-- START OF RECORDED DATA --

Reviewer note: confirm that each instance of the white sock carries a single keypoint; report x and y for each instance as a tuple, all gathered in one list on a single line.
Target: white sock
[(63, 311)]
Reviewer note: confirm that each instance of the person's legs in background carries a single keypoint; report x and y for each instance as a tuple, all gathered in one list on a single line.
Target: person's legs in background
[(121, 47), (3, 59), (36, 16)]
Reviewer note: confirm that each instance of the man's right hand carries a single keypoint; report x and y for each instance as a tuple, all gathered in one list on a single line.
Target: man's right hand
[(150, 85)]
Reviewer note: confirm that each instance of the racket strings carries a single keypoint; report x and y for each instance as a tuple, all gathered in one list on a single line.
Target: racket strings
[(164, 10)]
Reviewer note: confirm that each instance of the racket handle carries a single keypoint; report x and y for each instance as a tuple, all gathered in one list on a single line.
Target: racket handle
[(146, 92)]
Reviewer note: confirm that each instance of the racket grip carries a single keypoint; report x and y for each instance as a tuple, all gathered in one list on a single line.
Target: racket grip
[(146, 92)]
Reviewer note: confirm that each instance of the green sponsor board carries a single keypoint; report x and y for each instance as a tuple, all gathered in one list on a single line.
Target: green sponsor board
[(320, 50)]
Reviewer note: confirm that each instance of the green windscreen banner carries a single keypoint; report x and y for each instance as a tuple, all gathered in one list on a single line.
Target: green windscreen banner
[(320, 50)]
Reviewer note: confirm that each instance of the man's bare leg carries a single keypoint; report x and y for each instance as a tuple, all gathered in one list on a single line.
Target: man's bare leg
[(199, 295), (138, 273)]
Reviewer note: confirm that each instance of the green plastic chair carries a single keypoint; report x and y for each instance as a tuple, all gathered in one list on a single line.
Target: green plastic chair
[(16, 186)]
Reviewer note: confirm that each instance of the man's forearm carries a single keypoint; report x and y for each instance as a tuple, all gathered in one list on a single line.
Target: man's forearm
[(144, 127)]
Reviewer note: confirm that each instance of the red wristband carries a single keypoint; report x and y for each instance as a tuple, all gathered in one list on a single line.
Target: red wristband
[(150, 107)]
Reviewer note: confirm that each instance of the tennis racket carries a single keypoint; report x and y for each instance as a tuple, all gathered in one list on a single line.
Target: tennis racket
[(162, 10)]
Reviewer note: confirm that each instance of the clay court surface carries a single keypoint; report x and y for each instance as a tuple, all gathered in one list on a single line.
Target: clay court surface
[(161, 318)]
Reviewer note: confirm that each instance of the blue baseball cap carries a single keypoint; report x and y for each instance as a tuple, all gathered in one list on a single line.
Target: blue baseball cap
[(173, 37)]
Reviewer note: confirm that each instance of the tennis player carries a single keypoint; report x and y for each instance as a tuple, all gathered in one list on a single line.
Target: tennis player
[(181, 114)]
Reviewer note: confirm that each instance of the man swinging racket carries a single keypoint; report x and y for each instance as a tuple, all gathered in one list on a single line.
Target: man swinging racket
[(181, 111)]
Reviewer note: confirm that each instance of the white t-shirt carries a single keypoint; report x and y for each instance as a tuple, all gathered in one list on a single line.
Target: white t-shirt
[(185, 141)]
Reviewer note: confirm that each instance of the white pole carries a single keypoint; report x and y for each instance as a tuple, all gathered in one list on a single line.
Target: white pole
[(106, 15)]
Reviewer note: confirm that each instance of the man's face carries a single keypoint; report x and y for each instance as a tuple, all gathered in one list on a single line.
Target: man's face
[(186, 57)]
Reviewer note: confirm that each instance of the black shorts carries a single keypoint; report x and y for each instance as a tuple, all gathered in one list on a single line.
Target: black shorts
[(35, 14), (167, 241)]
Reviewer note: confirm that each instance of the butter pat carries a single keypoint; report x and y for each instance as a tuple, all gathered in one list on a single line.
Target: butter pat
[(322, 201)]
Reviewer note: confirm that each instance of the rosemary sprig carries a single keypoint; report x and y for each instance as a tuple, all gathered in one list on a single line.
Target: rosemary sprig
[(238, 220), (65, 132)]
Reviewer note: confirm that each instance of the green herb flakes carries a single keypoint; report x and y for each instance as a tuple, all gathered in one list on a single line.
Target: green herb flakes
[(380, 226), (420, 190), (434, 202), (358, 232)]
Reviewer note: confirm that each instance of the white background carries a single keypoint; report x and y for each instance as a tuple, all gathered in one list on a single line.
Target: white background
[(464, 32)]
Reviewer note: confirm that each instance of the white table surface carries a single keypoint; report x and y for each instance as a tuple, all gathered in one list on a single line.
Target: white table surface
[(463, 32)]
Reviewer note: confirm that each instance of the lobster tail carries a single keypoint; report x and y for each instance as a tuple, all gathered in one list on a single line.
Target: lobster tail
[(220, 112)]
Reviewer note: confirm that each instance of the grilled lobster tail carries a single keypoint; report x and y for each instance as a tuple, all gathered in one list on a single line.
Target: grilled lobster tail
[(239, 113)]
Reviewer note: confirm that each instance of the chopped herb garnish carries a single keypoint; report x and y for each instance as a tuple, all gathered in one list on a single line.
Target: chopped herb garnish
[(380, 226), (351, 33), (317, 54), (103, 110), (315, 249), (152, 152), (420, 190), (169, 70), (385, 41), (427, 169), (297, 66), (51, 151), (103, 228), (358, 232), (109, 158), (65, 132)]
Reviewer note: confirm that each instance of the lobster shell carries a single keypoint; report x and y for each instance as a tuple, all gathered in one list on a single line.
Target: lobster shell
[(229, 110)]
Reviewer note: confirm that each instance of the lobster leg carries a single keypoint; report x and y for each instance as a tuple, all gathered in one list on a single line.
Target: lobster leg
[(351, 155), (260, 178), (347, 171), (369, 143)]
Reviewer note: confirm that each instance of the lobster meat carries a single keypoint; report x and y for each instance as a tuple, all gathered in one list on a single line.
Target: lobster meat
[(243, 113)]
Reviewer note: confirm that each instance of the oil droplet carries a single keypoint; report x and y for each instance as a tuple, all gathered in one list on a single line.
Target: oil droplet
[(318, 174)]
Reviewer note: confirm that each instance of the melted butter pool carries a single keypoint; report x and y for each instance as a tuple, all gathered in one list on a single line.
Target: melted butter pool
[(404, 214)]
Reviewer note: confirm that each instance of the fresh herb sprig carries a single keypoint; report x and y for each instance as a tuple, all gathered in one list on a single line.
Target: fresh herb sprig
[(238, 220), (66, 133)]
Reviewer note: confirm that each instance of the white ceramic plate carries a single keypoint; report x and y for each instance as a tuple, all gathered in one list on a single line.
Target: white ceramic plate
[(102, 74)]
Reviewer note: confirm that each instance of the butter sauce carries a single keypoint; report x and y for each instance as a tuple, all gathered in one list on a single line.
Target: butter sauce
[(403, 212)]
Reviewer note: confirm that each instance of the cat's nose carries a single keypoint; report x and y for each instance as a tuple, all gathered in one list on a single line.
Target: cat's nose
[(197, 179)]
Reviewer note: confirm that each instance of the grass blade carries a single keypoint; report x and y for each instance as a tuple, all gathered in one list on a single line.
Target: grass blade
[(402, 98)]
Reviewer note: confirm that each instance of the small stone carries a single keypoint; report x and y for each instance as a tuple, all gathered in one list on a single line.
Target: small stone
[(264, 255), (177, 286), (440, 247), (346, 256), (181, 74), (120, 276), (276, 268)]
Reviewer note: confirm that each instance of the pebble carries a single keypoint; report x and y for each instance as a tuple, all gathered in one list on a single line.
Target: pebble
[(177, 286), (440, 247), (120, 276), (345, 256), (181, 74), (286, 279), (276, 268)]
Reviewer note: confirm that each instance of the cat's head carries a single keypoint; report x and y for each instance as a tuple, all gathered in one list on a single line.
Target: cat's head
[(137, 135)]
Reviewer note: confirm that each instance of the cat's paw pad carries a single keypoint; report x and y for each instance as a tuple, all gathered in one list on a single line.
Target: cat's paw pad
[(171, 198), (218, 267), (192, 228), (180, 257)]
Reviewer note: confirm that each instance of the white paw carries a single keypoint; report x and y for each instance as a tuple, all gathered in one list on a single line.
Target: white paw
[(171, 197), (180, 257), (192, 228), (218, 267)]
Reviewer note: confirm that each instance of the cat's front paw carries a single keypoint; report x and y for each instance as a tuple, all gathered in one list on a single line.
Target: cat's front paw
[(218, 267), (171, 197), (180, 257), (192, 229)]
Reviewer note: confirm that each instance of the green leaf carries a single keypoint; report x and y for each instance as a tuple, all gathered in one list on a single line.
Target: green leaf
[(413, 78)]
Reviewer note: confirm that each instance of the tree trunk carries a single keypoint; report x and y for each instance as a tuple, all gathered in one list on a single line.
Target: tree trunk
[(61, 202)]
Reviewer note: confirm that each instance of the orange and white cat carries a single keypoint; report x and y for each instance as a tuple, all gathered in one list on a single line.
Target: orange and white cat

-- END OF RECORDED DATA --

PROMPT: Render the lines of the listing above as a numbered list, leaving out any blank lines, starting at the line that contains "Reviewer note: confirm that each instance of the lobster shell" and ending at the line that contains "[(229, 110)]".

TASK ANSWER:
1. Reviewer note: confirm that each instance of the lobster shell carries a single keypoint; report x and y for each instance as a tuple, all gathered in one list on a single line.
2. Target: lobster shell
3. [(229, 110)]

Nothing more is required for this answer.